Source text —
↓

In England, as elsewhere, the governance of football must balance many competing objectives: at the grass roots, we need the right coaching and facilities and, in some parts of the country, we need modern playing surfaces to replace much overused pitches, which are ankle deep in mud by Sunday lunchtime. For the football spectator, we have the best showcase for global football talent in the whole world; namely, the Premier League, where, on its day, the bottom team can outplay the top. But the very best players in the world now play elsewhere. My club has just lost Suárez, who has followed Bale and Ronaldo to Spain. Perhaps it is no surprise, therefore, that England’s top clubs now struggle against Europe’s best. On the other hand, global talent in the premiership—again, this is much recognised—squeezes out some of the top tier of English players and adds to the woes of our national team, which has not won a trophy, or even come close, for nearly 50 years. England’s performance in Brazil was an embarrassment. We were in a qualifying group of four which contained two countries—Uruguay and Costa Rica—with populations of 3 million and 5 million respectively. In three games, we lost twice, gaining our single point in a scoreless draw. Even more worrying, we have had no meaningful national inquest since.

Football matters. Our clubs have deep roots in their communities, with family loyalties stretching back many generations. My grandfather lived his childhood 200 yards from Anfield football ground. Two of my three grandsons support Liverpool, and I am still working on the third. So, while the clubs need to run as businesses, they must also recognise that, as the noble Lord, Lord Moynihan, said, they are vital social and cultural pillars of the community, and must give their fans a voice. Unlike the noble Lord, I do not think the answer is to appoint fan representatives to football boards. However, clubs should—as some already do—institute effective arrangements for communicating with, and listening to, democratically appointed representatives of their fans. The FA is itself a representative body. It needs a council—football’s parliament—which gives voice to all the many diverse interests in the game. It does not do that now. But the FA also needs a board which sits above, and is independent of, all interests, a board which can balance the many national, sporting and social objectives we have for England’s most popular game.

The very careful recommendations of the noble Lord, Lord Burns, for the reform of the FA in 2005 were effectively ignored in their entirety. Subsequently, the FA has demonstrated its inability to reform itself. Good people, such as the noble Lord, Lord Triesman, and Ian Watmore, have been lost in the trenches in the attempt. The current chairman has made sensible proposals for promoting England’s talent, which have effectively been blocked. It is time now, I think, for football to be subject to independent regulatory scrutiny and oversight, like other sectors—for example, communications or financial services. It is time now for long-threatened government action.

↑

Data excerpts —
↓

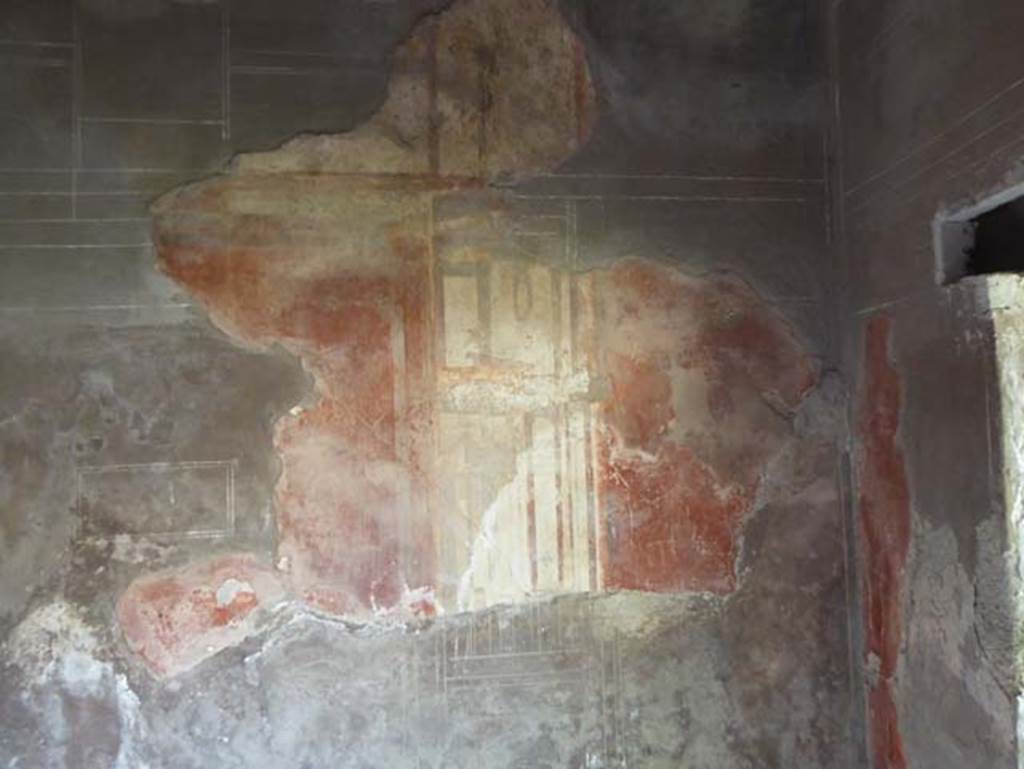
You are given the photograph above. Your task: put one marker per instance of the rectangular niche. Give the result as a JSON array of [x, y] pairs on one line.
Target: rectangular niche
[[986, 239]]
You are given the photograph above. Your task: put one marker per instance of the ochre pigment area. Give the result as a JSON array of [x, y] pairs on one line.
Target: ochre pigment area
[[885, 514], [492, 420]]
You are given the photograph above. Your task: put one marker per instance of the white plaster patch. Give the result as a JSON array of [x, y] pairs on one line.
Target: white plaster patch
[[231, 589]]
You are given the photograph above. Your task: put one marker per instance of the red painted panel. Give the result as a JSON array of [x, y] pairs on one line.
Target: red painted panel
[[691, 365], [175, 620], [885, 514]]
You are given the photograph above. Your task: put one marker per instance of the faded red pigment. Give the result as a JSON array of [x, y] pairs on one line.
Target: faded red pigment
[[337, 517], [170, 620], [885, 515], [677, 486]]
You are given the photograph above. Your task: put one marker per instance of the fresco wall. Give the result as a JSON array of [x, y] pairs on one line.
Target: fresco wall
[[454, 452]]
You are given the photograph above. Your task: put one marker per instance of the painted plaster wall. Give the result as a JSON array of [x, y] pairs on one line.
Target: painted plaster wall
[[928, 103], [488, 424]]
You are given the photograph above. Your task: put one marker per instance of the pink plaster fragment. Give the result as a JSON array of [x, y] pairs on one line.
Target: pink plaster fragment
[[175, 620]]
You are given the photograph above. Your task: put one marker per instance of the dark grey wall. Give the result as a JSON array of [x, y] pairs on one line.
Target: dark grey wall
[[930, 117], [708, 153]]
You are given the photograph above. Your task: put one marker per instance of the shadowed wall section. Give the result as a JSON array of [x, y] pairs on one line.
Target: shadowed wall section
[[491, 422]]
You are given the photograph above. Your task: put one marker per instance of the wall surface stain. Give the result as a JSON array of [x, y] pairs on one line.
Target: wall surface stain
[[885, 512]]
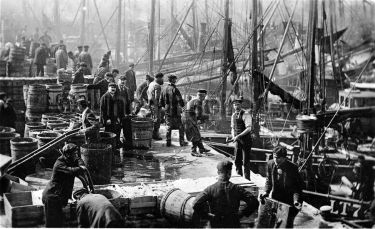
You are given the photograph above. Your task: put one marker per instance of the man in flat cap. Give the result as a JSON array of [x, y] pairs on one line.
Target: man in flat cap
[[111, 111], [123, 95], [284, 181], [141, 94], [173, 103], [191, 117], [78, 76], [90, 125], [78, 51], [241, 125], [224, 199], [61, 57], [96, 211], [153, 94], [85, 57], [59, 189], [131, 81], [41, 55]]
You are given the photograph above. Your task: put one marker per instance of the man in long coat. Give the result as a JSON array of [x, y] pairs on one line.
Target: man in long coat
[[111, 111], [41, 55], [85, 57], [191, 117], [131, 81], [153, 94], [284, 181], [61, 58], [173, 103]]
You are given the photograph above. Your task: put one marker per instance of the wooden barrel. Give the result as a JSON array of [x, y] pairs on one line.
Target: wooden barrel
[[20, 147], [5, 129], [98, 160], [5, 138], [52, 153], [76, 92], [33, 126], [34, 133], [54, 97], [37, 99], [141, 132], [177, 207]]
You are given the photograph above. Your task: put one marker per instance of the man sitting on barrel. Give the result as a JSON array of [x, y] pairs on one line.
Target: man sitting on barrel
[[95, 210], [224, 199]]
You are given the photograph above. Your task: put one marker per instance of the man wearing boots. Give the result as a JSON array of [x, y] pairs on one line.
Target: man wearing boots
[[172, 102], [153, 94], [191, 117], [241, 135]]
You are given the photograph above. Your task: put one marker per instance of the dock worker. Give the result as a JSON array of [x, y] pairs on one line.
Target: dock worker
[[141, 94], [123, 94], [153, 94], [191, 117], [59, 189], [173, 103], [241, 126], [85, 57], [79, 75], [224, 199], [131, 81], [284, 181], [95, 211], [41, 55], [111, 111], [90, 125]]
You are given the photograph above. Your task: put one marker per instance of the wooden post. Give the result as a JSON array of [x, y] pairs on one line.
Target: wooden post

↑

In the text on football governance, which two countries in England's Brazil qualifying group had populations of 3 million and 5 million?

Task result —
Uruguay and Costa Rica.